### GIVEN TEXT
My hon. Friend the Member for Wolverhampton, South-West (Mr. Budgen) made a lucid speech, saying that we must get our priorities right and put inflation first. That is precisely where our priorities lie, and that is what we intend to do. I thought his speech in many ways the best of the debate. It was marred by only one thing—his compulsive cynicism, which requires him always to find some nefarious motive for the Government's monetary policy. In this case, he believes that it is primarily designed to manipulate the equity market for our privatisation measures. If that were the case, I for one—although I have long worked in those markets—would not know quite what monetary measures to take to achieve the result that he thought we were seeking.

My hon. Friend the Member for Ryedale (Mr. Greenway) asked for an assurance that the new tax rate for life assurance would be linked firmly to the basic rate. That is indeed the intention of my right hon. Friend the Chancellor. I hope that my hon. Friend and the industry will welcome that.

Unfortunately, I missed what I gather was an excellent speech by my hon. Friend the Member for Esher (Mr. Taylor). I understand that he made a compelling case for the use of ESOPs. Before the Budget he played a leading part in advocating measures to encourage that. I shall read his speech with interest, as I did the excellent pamphlets that he produced ahead of the Budget.

Unfortunately, I also missed the speech of the hon. Member for Redcar (Ms. Mowlam), who asked for some statement on the tax position of workplace nurseries. As I have said, although I did not hear the hon. Lady's speech, I have heard other references to that issue during the Budget debate. It is not always universally recognised that an employer who provides workplace nurseries or the cash for employees to hire child minders can set the money spent for that purpose against his profits for corporation tax purposes and receive full relief against his corporation tax.

The benefit to the individual from such payments or benefits in kind is treated like all benefits in kind. If, together with other income, the total is less than £8,500,. no tax is paid, but for those whose total incomes are over £8,500, benefits in kind, whether they are that sort of benefit or any payments made to help with the purchase of, for example, a season ticket, are taxed, and it is obviously right that they should be treated in the same way as other financial benefits.

### GOAL OF THE EXERCISE
In the debate speech, which member asked for an assurance that the new tax rate for life assurance would be linked to the basic rate? Only the debate speech itself is needed here.

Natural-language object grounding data

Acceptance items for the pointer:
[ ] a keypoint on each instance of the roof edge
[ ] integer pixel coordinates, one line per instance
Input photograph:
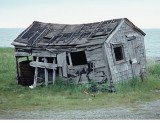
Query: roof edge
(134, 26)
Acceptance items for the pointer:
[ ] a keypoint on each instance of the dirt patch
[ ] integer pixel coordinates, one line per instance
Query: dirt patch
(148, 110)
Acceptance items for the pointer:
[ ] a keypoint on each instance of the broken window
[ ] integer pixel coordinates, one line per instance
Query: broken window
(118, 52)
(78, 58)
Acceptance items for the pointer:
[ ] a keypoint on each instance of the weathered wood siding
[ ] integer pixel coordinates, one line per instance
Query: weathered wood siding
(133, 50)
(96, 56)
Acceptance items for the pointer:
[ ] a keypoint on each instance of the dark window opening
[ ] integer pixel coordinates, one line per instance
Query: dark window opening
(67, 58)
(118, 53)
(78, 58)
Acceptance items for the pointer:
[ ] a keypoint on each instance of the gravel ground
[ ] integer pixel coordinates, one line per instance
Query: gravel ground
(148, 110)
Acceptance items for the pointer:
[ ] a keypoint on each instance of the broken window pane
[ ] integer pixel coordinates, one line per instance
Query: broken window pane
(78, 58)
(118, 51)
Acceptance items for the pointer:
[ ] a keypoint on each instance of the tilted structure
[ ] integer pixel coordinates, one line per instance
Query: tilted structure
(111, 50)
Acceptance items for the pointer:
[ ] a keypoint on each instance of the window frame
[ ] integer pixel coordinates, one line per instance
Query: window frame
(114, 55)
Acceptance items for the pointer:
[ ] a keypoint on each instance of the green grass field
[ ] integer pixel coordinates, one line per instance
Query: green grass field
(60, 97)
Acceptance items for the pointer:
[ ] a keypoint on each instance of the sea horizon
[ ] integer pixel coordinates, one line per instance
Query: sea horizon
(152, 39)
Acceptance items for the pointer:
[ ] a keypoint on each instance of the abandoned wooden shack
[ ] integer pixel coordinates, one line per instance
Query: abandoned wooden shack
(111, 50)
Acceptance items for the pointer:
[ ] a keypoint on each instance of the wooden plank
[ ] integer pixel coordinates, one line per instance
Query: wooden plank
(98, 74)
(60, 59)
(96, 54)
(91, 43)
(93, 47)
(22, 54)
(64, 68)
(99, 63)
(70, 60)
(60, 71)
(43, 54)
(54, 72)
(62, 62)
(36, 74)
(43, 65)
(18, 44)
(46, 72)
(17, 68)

### ANSWER TO THIS PROBLEM
The Member for Ryedale, Mr. Greenway.